### Records
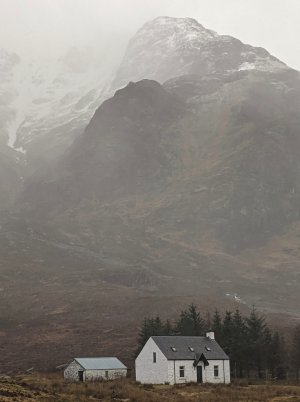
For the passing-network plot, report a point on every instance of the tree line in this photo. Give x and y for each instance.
(253, 347)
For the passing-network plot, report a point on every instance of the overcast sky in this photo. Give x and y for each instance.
(49, 26)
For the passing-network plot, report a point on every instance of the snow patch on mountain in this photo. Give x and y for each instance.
(169, 47)
(42, 95)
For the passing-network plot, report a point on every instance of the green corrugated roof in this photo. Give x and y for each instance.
(100, 363)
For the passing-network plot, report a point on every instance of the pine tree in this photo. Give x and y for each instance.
(228, 333)
(256, 338)
(239, 344)
(295, 352)
(217, 327)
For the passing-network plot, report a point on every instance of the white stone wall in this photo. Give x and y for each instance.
(224, 372)
(190, 372)
(71, 372)
(94, 375)
(148, 372)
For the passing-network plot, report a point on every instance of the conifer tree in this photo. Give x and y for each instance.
(295, 352)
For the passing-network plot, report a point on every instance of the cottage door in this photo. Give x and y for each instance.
(80, 375)
(199, 374)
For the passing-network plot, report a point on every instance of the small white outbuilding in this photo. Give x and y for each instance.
(95, 369)
(181, 359)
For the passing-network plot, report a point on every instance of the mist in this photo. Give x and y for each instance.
(47, 28)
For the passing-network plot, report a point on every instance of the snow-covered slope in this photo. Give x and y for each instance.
(167, 47)
(44, 103)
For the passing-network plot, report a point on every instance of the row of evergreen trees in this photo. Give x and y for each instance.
(253, 348)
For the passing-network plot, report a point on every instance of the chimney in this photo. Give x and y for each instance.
(210, 335)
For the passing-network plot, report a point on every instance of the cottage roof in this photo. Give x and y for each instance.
(189, 347)
(100, 363)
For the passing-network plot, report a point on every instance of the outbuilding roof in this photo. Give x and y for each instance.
(100, 363)
(189, 347)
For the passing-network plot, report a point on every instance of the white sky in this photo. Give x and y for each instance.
(40, 27)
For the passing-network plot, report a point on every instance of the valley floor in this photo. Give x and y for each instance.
(52, 388)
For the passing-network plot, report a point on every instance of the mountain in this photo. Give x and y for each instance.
(46, 103)
(168, 47)
(184, 186)
(185, 180)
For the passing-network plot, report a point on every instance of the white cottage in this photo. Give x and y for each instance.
(95, 369)
(180, 359)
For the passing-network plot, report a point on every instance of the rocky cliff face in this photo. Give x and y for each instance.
(187, 188)
(168, 47)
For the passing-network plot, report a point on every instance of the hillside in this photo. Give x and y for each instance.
(183, 187)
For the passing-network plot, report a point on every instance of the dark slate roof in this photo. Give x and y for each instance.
(182, 344)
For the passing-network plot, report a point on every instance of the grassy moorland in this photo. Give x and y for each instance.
(52, 388)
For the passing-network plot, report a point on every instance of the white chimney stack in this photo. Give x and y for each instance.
(210, 335)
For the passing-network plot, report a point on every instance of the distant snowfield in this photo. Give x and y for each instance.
(42, 95)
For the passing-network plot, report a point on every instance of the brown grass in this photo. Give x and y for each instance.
(52, 388)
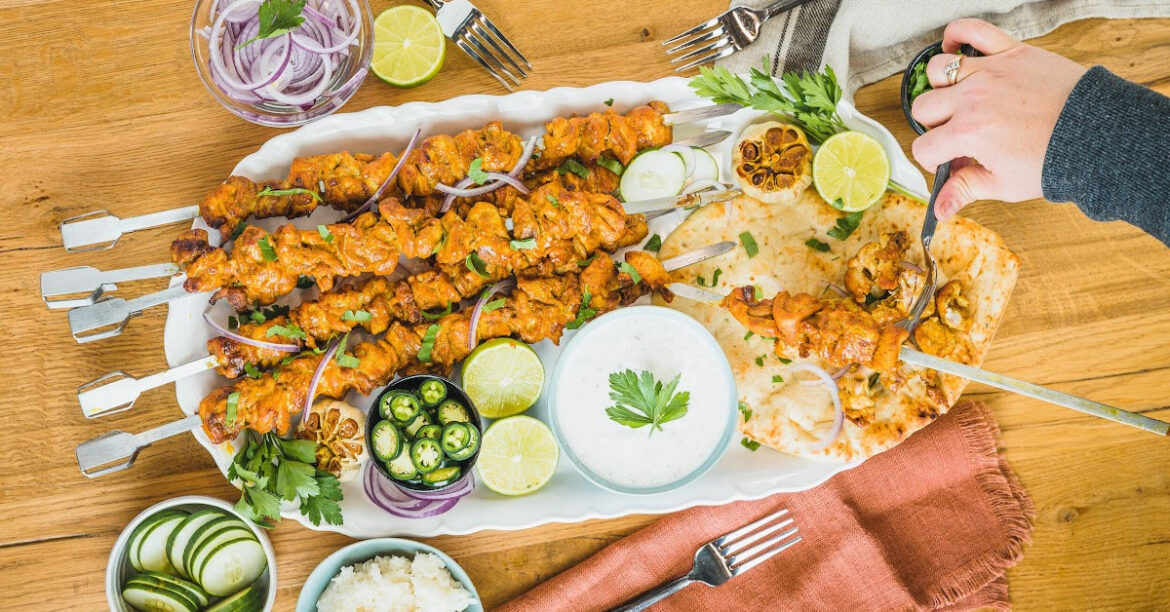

### What is expected
Rescale these entries, starting at the line that has "of the grassy" and stopping after the last line of the entries: write every line again, requests included, with each x and y coordinate in the answers multiplied by 2 and rounded to a whole number, halves rounded up. Leave the requests unchanged, and don't include the pictures.

### Completed exercise
For the passing-network plot, report a point on every instance of the grassy moorland in this photo. Give x and y for each instance.
(104, 776)
For the passing-network plot, report a point on every instance of the white chimney stack in this photo. Give x and y for each instance.
(420, 670)
For the passing-network plot, report a point on every instance of the distant snowfield in this photo. Give x and y for each instance.
(84, 190)
For the passing-network plot, report a point on every instance of the brown grass in this photo. Give x and y for each instance.
(104, 776)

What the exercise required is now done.